Supplied records:

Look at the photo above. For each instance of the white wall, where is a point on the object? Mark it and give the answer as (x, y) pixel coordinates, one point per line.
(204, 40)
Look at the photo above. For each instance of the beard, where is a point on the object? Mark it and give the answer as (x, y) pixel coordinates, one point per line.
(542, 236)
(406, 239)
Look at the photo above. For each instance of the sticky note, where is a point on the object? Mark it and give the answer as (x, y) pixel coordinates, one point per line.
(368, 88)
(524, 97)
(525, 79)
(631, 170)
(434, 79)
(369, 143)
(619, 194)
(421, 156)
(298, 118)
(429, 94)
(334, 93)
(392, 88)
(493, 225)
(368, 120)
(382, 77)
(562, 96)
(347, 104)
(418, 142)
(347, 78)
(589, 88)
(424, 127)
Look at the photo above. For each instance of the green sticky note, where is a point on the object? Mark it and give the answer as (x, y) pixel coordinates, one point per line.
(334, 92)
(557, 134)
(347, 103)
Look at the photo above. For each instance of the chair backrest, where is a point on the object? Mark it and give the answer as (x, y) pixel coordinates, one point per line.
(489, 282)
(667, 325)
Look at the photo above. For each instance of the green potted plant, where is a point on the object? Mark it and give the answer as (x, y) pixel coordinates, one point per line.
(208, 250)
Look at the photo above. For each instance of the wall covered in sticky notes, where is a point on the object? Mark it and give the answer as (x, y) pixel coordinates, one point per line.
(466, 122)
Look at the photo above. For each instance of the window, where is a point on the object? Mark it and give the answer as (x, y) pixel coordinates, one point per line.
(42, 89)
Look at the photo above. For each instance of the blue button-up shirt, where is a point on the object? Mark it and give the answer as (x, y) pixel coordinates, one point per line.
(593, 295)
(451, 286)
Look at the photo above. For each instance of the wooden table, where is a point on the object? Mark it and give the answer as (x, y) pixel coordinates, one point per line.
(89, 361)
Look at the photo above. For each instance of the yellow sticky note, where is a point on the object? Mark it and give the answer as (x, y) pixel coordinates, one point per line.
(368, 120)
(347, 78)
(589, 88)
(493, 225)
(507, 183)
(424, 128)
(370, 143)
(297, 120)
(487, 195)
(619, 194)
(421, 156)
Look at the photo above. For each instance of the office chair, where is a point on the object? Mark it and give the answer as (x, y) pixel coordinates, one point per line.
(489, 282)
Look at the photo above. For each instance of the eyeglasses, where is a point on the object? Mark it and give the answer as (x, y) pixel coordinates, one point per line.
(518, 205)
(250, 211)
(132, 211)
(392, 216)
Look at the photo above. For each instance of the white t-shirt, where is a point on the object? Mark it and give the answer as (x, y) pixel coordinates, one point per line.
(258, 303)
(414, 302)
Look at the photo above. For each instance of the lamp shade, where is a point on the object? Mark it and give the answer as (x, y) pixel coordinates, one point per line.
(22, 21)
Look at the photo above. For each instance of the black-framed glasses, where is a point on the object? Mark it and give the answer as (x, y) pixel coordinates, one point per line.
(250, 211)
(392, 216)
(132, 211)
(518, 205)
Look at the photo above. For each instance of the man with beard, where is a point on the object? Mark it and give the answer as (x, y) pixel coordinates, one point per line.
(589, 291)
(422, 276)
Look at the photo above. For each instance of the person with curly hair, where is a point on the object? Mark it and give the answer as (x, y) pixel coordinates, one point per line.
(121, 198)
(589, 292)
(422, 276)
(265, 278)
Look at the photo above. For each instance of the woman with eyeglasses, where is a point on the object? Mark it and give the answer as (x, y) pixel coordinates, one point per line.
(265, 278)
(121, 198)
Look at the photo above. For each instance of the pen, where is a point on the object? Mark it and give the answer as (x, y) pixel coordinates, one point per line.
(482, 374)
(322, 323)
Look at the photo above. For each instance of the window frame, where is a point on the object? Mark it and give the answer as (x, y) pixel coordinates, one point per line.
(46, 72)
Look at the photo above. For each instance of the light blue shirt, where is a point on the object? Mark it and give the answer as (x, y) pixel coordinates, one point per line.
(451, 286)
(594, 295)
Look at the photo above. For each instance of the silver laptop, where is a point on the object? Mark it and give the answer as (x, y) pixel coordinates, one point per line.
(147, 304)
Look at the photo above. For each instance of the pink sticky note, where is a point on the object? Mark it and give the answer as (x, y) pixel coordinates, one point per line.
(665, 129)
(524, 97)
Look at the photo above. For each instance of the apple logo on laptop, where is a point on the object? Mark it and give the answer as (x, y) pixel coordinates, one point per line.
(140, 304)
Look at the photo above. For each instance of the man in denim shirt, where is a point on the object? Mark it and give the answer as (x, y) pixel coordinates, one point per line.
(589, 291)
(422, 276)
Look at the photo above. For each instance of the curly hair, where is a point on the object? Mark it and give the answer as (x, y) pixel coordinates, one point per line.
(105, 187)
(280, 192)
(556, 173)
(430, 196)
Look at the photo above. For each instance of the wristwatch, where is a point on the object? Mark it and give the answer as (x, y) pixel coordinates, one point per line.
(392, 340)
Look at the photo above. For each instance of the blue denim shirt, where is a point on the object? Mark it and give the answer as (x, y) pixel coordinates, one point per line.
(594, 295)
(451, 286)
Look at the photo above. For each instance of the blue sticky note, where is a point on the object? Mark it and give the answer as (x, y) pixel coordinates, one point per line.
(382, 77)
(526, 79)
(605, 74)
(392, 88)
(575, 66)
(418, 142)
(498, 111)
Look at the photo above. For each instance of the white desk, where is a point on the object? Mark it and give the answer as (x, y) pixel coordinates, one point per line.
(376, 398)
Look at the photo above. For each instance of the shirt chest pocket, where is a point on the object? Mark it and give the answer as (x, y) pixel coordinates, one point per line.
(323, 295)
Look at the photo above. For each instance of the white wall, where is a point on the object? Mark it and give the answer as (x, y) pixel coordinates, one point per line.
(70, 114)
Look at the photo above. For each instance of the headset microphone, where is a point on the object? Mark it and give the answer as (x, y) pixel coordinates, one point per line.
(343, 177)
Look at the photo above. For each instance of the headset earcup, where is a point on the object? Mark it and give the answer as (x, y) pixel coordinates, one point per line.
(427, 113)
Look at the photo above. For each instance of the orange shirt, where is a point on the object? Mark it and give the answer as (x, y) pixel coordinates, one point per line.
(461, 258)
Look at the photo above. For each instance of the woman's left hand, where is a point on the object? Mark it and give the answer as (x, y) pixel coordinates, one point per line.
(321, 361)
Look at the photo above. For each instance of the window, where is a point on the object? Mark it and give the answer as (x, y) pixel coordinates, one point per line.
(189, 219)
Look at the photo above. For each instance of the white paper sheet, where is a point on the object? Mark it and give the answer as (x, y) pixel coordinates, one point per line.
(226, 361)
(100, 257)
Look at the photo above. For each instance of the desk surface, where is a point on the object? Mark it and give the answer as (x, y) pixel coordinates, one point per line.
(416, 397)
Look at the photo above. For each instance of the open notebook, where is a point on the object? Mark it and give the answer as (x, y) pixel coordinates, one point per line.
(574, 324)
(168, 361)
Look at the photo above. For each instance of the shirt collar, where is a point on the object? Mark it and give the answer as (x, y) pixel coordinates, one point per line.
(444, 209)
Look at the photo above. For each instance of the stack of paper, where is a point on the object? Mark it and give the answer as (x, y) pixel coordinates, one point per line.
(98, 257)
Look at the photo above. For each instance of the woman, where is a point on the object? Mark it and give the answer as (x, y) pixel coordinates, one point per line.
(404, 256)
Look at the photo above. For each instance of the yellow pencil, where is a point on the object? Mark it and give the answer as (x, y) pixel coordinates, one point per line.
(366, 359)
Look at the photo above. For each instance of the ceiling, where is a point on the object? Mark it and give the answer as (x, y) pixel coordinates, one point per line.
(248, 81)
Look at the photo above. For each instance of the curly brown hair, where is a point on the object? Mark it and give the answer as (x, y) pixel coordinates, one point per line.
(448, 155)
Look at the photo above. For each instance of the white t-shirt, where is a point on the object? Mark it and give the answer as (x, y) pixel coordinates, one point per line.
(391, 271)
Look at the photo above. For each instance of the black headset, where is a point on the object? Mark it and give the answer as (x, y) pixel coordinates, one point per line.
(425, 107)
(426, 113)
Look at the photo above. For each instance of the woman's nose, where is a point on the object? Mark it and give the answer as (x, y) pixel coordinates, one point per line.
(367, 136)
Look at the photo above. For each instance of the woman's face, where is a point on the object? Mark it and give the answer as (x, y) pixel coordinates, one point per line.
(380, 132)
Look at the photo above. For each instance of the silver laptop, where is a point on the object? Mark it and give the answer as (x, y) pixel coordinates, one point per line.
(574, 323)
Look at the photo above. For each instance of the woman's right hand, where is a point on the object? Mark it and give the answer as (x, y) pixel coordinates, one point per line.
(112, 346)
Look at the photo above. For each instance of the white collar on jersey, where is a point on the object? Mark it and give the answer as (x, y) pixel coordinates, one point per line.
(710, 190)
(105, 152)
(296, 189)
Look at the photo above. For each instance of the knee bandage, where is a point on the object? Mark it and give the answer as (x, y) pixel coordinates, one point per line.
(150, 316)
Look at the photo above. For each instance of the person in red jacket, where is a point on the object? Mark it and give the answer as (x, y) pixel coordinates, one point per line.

Task objective: Find the line containing "black headset, where", then output it and every line after it to the end of the data, exactly.

Solved problem:
Look at the photo above. For each instance of the black headset, where is a point on the object? Mark it and give the answer as (x, y) pixel coordinates, one point per line.
(425, 107)
(426, 113)
Look at the photo above. For each instance of the woman's nose, where is a point on the object? Mark it and give the answer as (x, y) pixel coordinates, one point per line.
(367, 136)
Look at the photo above. For each instance of the woman's face, where is a point on the object? Mark it and give the answer as (x, y) pixel coordinates, one point per line.
(380, 132)
Look at the photo above. For each instance of the silver laptop, where is a point on the object? Mark it and give the answer as (x, y) pixel coordinates, one point per line.
(574, 323)
Look at the photo above. For each instance of the woman's right hand, where is a point on the object? Mark it and give the answer as (x, y) pixel coordinates, one point per line.
(112, 346)
Look at the photo above. For each instance of the white collar on jersey, where is a point on the object? Mark it and give the answer as (x, y) pixel coordinates, one point per line.
(710, 190)
(105, 152)
(296, 189)
Look at the photo above. For each instance of the knee bandage, where is a point on the object? Mark it and give the answer as (x, y) pixel coordinates, one point per line.
(150, 316)
Look at the photo above. For each instance of the person in red jacket, where is a point on the object? Mark it and give the answer as (x, y) pixel coordinates, one point per line.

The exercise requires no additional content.